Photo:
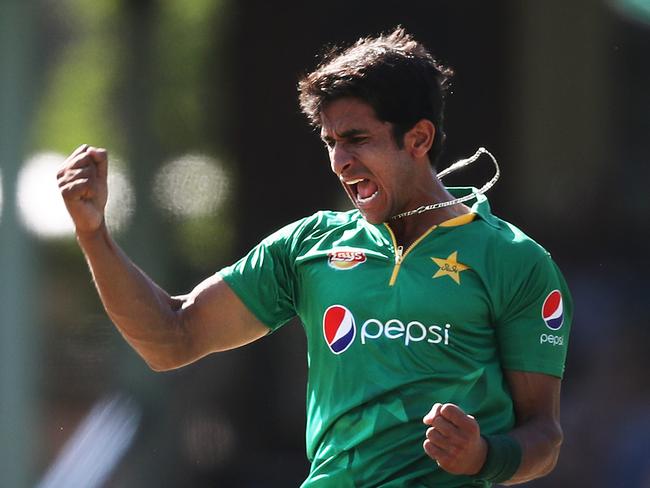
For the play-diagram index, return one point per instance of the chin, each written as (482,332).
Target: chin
(374,218)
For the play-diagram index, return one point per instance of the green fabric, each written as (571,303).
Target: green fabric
(423,340)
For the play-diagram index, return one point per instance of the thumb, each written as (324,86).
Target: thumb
(433,413)
(100,157)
::::::
Copy the listing above word for word, from start to finish, and leave out the pictures.

=== OUTPUT BELOW ===
Photo:
For the play-diagram index, return one point per instance of the chin, each written as (482,332).
Target: chin
(374,218)
For the play-diagram index, return one point per instance of the green fabric, each written as (571,303).
Target: green fabric
(423,340)
For the play-diagram index, return one point per instance of the thumb, each written as (324,86).
Target: thumb
(433,413)
(100,157)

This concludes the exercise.